古今诗词 > 诗文 > 刘伶的诗 > 酒德颂

酒德颂

[魏晋]:刘伶

有大人先生,以天地为一朝,以万期为须臾,日月为扃牖,八荒为庭衢。行无辙迹,居无室庐,幕天席地,纵意所如。止则操卮执觚,动则挈榼提壶,唯酒是务,焉知其余?

有贵介公子,搢绅处士,闻吾风声,议其所以。乃奋袂攘襟,怒目切齿,陈说礼法,是非锋起。先生于是方捧甖承槽、衔杯漱醪;奋髯踑踞,枕麴藉糟;无思无虑,其乐陶陶。兀然而醉,豁尔而醒;静听不闻雷霆之声,熟视不睹泰山之形,不觉寒暑之切肌,利欲之感情。俯观万物,扰扰焉,如江汉之载浮萍;二豪侍侧焉,如蜾蠃之与螟蛉。

译文与注释


译文

有一个大人先生,他把天地开辟以来的漫长时间看做是一朝,他把一万年当做一眨眼工夫,他把天上的日月当做是自己屋子的门窗,他把辽阔的远方当做是自己的庭院。他放旷不羁,以天为帐幕,以大地为卧席,他自由自在。停歇时,他便捧着卮子,端着酒杯;走动时,他也提着酒壶,他只以喝酒为要事,又怎肯理会酒以外的事!

有尊贵的王孙公子和大带的隐士,他俩听到我这样之后,便议论起我来。两个人揎起袖子,撩起衣襟要动手,瞪大两眼,咬牙切齿,陈说着世俗礼法,陈说是非,讲个没完。当他们讲得正起劲时,大人先生却捧起了酒器,把杯中美酒倾入口中,悠闲地摆动胡子,大为不敬地伸着两脚坐地上,他枕着酒母,垫着酒糟,不思不想,陶陶然进入快乐乡。他无知无觉地大醉,很久才醒酒,静心听时,他听不到雷霆的巨声;用心看时,他连泰山那么大也不看清;寒暑冷热的变化,他感觉不到;利害欲望这些俗情,也不能让他动心。他俯下身子看世间万事万物,见它们像江汉上的浮萍一般乱七八糟,不值得一顾;公子处士在他身边,他认为自己与他们更像蜾蠃和螟蛉一样。

注释

酒德:饮酒的德性。颂:文体的一种。

大人:古时用以指称圣人或有道德的人。

先生:对有德业者的尊称。大人先生,此处作者用以自代。

朝(zhāo):平旦至食时为朝。

万期(jī):万年。期:周年。

扃牖(jiōngyǒu):门窗。扃:门;牖:窗。

八荒:四方与八隅合称八方,八方极远的地方为八荒。

幕、席:都是意动用法,以……为幕,以……为席。

如:往。

卮(zhī):古时一种圆形盛酒器。

觚(gū):古时一种饮酒器,长身,细腰,阔底,大口。

挈(qiè):提。

榼(kē):古时一种盛酒器。

务:勉力从事。

贵介:尊贵。

# 数据条目

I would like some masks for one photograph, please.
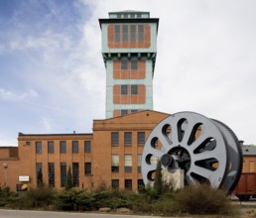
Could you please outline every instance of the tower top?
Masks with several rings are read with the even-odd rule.
[[[125,10],[118,12],[109,12],[109,18],[118,18],[118,19],[140,19],[140,18],[150,18],[149,12],[143,11],[133,11],[133,10]]]

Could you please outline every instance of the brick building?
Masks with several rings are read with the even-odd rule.
[[[19,191],[44,182],[61,189],[70,167],[75,187],[94,188],[103,182],[137,190],[143,185],[140,164],[145,140],[168,116],[145,110],[94,120],[92,134],[19,133],[18,148],[1,148],[0,186]]]

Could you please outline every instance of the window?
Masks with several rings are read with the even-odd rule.
[[[55,153],[55,144],[53,141],[48,142],[48,154],[54,154]]]
[[[78,141],[72,141],[72,154],[77,154],[78,152]]]
[[[36,142],[36,153],[42,154],[42,142]]]
[[[124,156],[124,171],[125,172],[132,171],[132,156],[131,155]]]
[[[132,179],[124,179],[124,188],[126,190],[132,190]]]
[[[117,155],[111,156],[111,171],[112,172],[119,171],[119,156]]]
[[[145,184],[143,182],[143,179],[138,179],[138,190],[141,190],[145,188]]]
[[[142,162],[142,156],[141,155],[138,155],[138,163],[137,163],[137,165],[138,165],[138,172],[141,172],[141,162]]]
[[[84,141],[84,153],[90,153],[90,141]]]
[[[60,153],[61,154],[65,154],[66,153],[66,143],[65,143],[65,141],[61,141],[60,142]]]
[[[128,25],[123,25],[123,42],[128,42]]]
[[[55,163],[48,163],[48,183],[55,186]]]
[[[132,145],[132,133],[131,132],[125,132],[124,133],[124,145],[125,146],[131,146]]]
[[[79,187],[79,163],[72,164],[72,185]]]
[[[138,59],[131,59],[131,69],[138,69]]]
[[[112,186],[112,188],[118,189],[119,188],[119,179],[112,179],[111,186]]]
[[[138,85],[131,85],[131,94],[132,95],[138,94]]]
[[[139,146],[145,145],[145,132],[138,132],[137,143]]]
[[[121,69],[128,69],[128,60],[121,59]]]
[[[91,174],[91,163],[84,164],[84,174]]]
[[[42,163],[36,163],[37,185],[43,185],[43,165]]]
[[[114,41],[120,42],[120,25],[115,25]]]
[[[111,145],[118,146],[118,144],[119,144],[119,133],[118,132],[111,133]]]
[[[121,95],[128,94],[128,85],[121,85]]]
[[[144,25],[138,26],[138,32],[139,32],[138,40],[139,40],[139,42],[143,42],[144,41]]]
[[[66,180],[66,164],[61,163],[61,186],[64,187]]]
[[[121,115],[124,116],[124,115],[127,115],[128,114],[128,110],[121,110]]]
[[[130,38],[131,38],[131,42],[136,41],[136,25],[130,26]]]

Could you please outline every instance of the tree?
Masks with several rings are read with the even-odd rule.
[[[161,195],[163,193],[162,165],[160,161],[158,161],[156,168],[154,190],[156,191],[157,195]]]
[[[68,170],[67,170],[67,174],[66,174],[64,189],[68,190],[71,187],[72,187],[72,174],[71,174],[71,168],[70,168],[70,165],[69,165]]]

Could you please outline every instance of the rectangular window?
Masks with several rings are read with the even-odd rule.
[[[138,40],[139,40],[139,42],[143,42],[144,41],[144,25],[138,26],[138,32],[139,32]]]
[[[128,85],[121,85],[121,95],[128,94]]]
[[[120,42],[120,25],[115,25],[114,41],[116,43]]]
[[[142,162],[142,156],[141,155],[138,155],[138,163],[137,163],[137,165],[138,165],[138,172],[141,172],[141,162]]]
[[[42,142],[36,142],[36,153],[42,154]]]
[[[79,153],[78,146],[79,146],[78,141],[72,141],[72,154]]]
[[[111,156],[111,171],[112,172],[119,171],[119,156],[118,155]]]
[[[60,153],[61,154],[65,154],[66,153],[66,143],[65,143],[65,141],[61,141],[60,142]]]
[[[132,133],[131,132],[125,132],[124,133],[124,145],[125,146],[131,146],[132,145]]]
[[[111,187],[114,189],[118,189],[119,188],[119,179],[112,179]]]
[[[132,172],[132,156],[131,155],[124,156],[124,171]]]
[[[66,164],[61,163],[61,186],[64,187],[66,180]]]
[[[138,190],[141,190],[145,188],[145,184],[143,182],[143,179],[138,179]]]
[[[131,69],[138,69],[138,59],[131,59]]]
[[[119,133],[118,132],[111,133],[111,145],[112,146],[119,145]]]
[[[48,154],[54,154],[55,153],[55,144],[53,141],[48,142]]]
[[[121,110],[121,116],[127,115],[128,114],[128,110]]]
[[[144,146],[145,145],[145,132],[138,132],[137,135],[137,143],[138,146]]]
[[[84,164],[85,174],[91,174],[91,163]]]
[[[124,179],[124,188],[126,190],[132,190],[132,179]]]
[[[43,185],[43,164],[42,163],[36,163],[36,174],[37,174],[37,186]]]
[[[79,163],[72,163],[72,185],[79,187]]]
[[[128,69],[128,60],[127,59],[121,59],[121,70]]]
[[[136,41],[136,25],[130,26],[130,39],[131,39],[131,42]]]
[[[50,186],[55,187],[55,163],[48,163],[48,183]]]
[[[90,141],[84,141],[84,153],[90,153]]]
[[[131,94],[132,95],[138,94],[138,85],[131,85]]]
[[[123,31],[123,42],[128,42],[128,25],[122,26]]]

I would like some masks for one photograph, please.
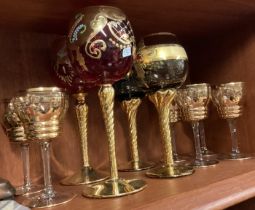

# 作业要求
请接续《酒德颂》注释页，从“贵介:尊贵。”之后往下写。

# 本题答案
搢 (jìn)绅:插芴于带间。搢:插。绅,大带。古时仕宦者垂绅插芴,故称士大夫为搢绅。搢一作为缙。

处士:有才德而隐居不仕的人。

风声:名声。

所以:所为之得失。

奋袂(mèi)攘(rǎng)襟:挥动衣袖,捋起衣襟,形容激动的神态。奋:猛然用力。袂:衣袖。攘:揎,捋。襟:衣的交领,后指衣的前幅。

切齿:咬牙。

锋起:齐起,谓来势凶猛。锋一作为蜂。

于是:在这时。

甖(yīng):大肚小口的陶制容器。甖一作为罂。

槽:酿酒或注酒器。

漱醪(láo):口中含着浊酒。漱:含着。醪:浊酒。

奋髯:撩起胡子。髯:颊毛。

箕踞(jījū):伸两足,手据膝,若箕状。箕踞为对人不敬的坐姿。

枕麴(qū)藉(jiè)糟:枕着酒麴,垫着酒糟。麴:酒母。藉:草垫。

陶陶:和乐貌。

兀然:无知觉的样子。

豁尔:此处指酒醒时深邃、空虚的样子。

切:接触。

感情,感于情,因所感而情动。

扰扰焉:纷乱的样子。

二豪:指公子与处士。

蜾蠃:青黑色细腰蜂。

螟蛉:蛾的幼虫。蜾赢捕捉螟蛉,存在窝里,留作它幼虫的食物,然后产卵并封闭洞口。古人误认为蜾赢养螟蛉为己子,螟蛉即变为蜾赢。此处以二虫比处士与公子。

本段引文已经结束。